# Work to be completed:
Can you pick out every line in the records below that contains the word "edge" and copy each of those lines?

START Records supplied

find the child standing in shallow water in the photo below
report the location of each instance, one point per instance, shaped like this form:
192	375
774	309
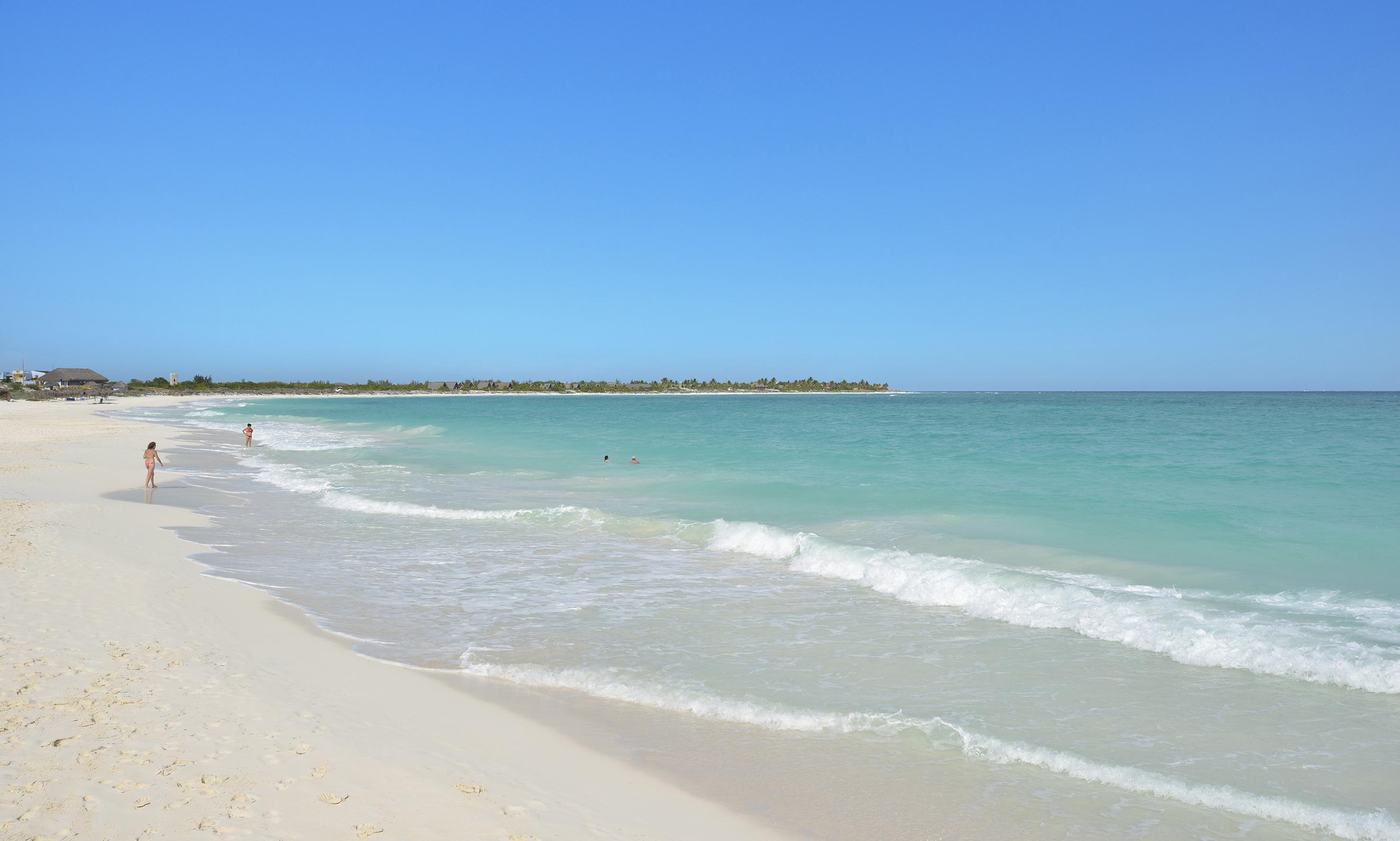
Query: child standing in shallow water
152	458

END Records supplied
START Records supplied

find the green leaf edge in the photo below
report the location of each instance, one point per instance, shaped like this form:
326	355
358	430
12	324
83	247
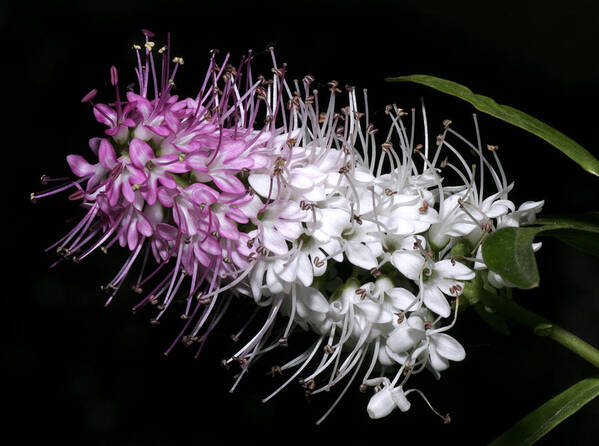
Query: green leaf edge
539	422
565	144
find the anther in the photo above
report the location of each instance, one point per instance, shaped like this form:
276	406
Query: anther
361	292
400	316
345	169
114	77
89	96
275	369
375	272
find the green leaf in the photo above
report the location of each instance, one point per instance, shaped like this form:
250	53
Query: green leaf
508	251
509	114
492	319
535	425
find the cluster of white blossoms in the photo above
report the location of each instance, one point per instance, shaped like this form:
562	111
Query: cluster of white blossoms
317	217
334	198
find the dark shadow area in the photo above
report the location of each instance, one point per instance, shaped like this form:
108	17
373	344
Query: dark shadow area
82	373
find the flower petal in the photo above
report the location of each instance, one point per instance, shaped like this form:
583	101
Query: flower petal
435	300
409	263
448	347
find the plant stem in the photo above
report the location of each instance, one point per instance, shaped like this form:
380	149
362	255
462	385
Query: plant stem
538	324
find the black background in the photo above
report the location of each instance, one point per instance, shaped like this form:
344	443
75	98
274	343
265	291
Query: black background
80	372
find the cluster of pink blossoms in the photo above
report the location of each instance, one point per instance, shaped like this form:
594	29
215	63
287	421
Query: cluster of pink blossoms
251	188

END Records supplied

# Solution below:
find the green leaf edge in the photo below
Query: green leaf edge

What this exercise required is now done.